_WHAT TO PRODUCE_. The answer must repeat every record exactly, with all pictures omitted.

(AVAILABLE DATA Opens)

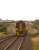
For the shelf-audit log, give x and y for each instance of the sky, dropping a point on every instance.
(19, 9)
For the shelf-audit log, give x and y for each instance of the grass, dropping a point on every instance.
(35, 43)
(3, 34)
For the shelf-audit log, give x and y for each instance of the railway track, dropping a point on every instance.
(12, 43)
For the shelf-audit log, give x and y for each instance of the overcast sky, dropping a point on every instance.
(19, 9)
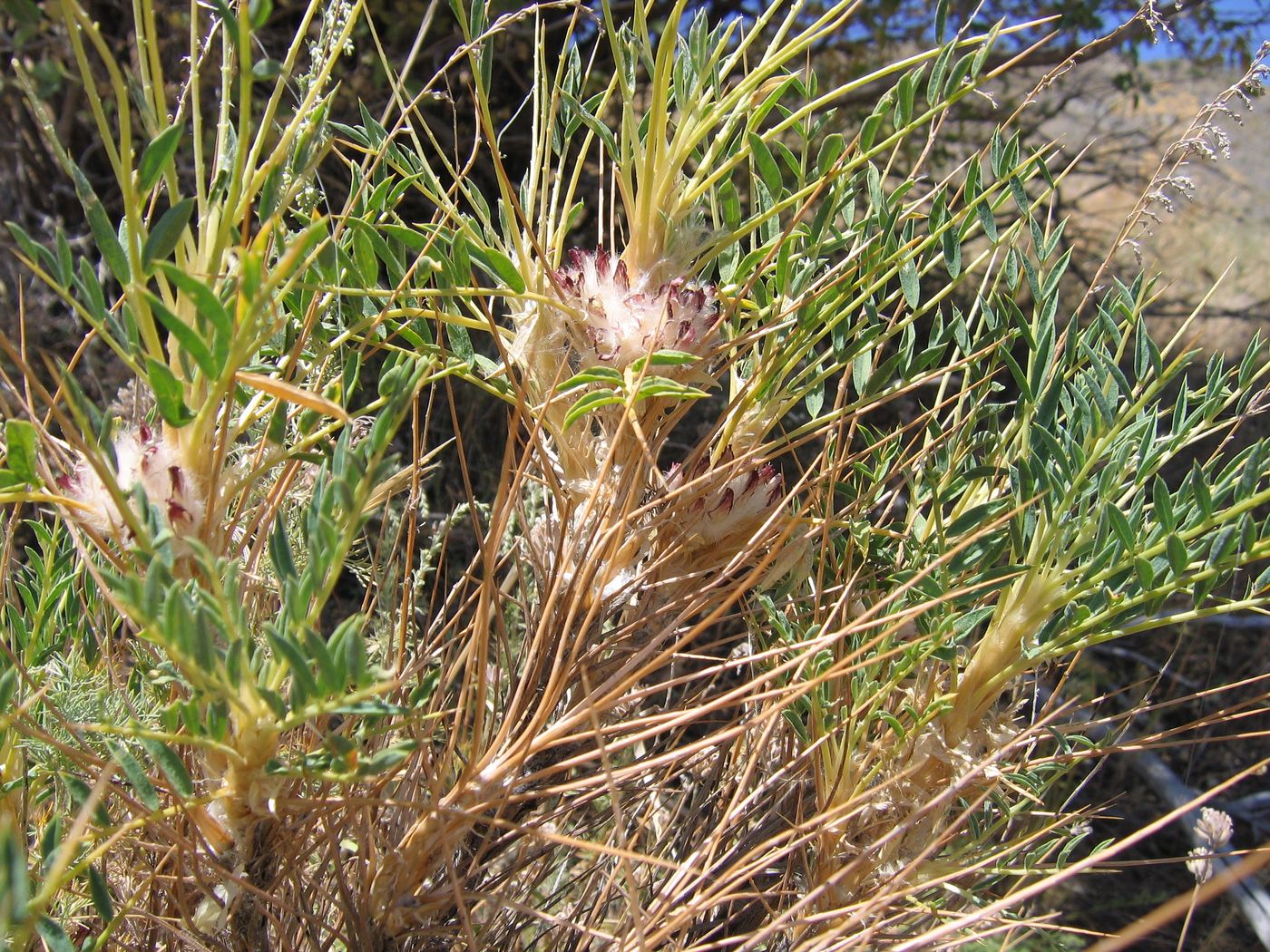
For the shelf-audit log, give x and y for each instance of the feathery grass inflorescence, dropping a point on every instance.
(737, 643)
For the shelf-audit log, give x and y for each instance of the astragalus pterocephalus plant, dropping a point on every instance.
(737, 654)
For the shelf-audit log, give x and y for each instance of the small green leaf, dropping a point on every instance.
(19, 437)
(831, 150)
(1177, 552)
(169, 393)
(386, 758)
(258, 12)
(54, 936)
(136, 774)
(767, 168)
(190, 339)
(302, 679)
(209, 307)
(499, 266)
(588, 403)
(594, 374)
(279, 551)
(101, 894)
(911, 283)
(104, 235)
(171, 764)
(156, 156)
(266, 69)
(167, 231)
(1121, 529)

(AVAILABLE DATA Closes)

_EXERCISE RESULT_.
For the shelf-audit log, give x and y for each instance of the sky, dropping a point on every instance.
(19, 9)
For the shelf-audit log, give x and y for each instance of the grass, dropping a point on every instance.
(35, 43)
(3, 34)
For the shelf-audit log, give x and y for each instance of the railway track, dropping a point on every instance.
(12, 43)
For the shelf-audit log, give x and y for each instance of the overcast sky, dropping a point on every instance.
(19, 9)
For the shelf-audit log, give x and y for each instance of the feathery grass inflorescence, dropping a point on every instance.
(737, 643)
For the shelf-audit log, give x and y for each instance of the astragalus pterocephalus plant, dropping a point on every instance.
(737, 654)
For the shelf-audit log, give x and y for each instance of the small green leaf, dropping a point on every instance.
(19, 437)
(831, 150)
(1177, 552)
(169, 393)
(386, 758)
(258, 12)
(54, 936)
(136, 774)
(767, 168)
(190, 339)
(302, 679)
(209, 307)
(499, 266)
(588, 403)
(594, 374)
(279, 551)
(101, 894)
(911, 283)
(104, 235)
(171, 764)
(156, 156)
(266, 69)
(167, 231)
(1121, 529)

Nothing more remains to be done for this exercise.